# Yapılacak İşlemler
1 – Metne göre Süleyman Demirel, diplomasını aldıktan sonra mühendis olarak ilk hangi kurumda çalışmıştır?
2 – Metnin "Üniversiteden mezun olmadan" ile başlayıp "İşleri Etüt İdaresi’dir." ile biten bölümünü birebir kopyalayınız.

# Metin
Üniversiteyi okumak için İstanbul’a gelen Süleyman Demirel, bu süreçte okulun pansiyonunda kalmış ve derslerinde başarılı olmasının yanında vaktini iyi değerlendirerek, haftanın belli günlerinde gittiği kursla da İngilizceyi de öğrenebilmiştir. O yıllarına tanıklık edenlerce okumayı seven, yardımsever ve sorumluluk sahibi bir mizaca sahip olduğu ifade edilmektedir. Üniversite hayatı esnasında içlerine tam dâhil olmasa da Türkçü ve İslamcı gruplarla yakınlaşma ları olmuş ve bu gruplardan bazı arkadaşlıklar edinmiştir. Bunlardan bazıları denilebilecek ve sonraları Türk siyasi tarihinde önemli roller üstlenecek olan Necmettin Erbakan, Turgut Özal ve Korkut Özal’la tanışması onlarla yaklaşık olarak aynı dönemlerde ve aynı üniversitede eğitim hayatının devam etmesi ile de ilgilidir.62 

 Üniversiteden mezun olmadan da birkaç küçük iş tecrübesi olsa da diplomasını aldıktan sonra mühendis olarak çalıştığı ilk kurum Elektrik İşleri Etüt İdaresi’dir.

# Kaynak Veriler
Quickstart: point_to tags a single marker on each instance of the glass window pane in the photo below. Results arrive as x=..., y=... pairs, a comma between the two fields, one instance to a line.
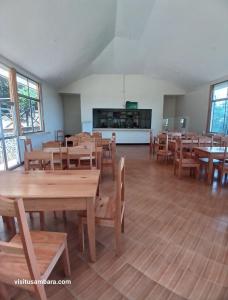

# Görev Sonuçları
1 – Elektrik İşleri Etüt İdaresi

2 –
Üniversiteden mezun olmadan da birkaç küçük iş tecrübesi olsa da diplomasını aldıktan sonra mühendis olarak çalıştığı ilk kurum Elektrik İşleri Etüt İdaresi’dir.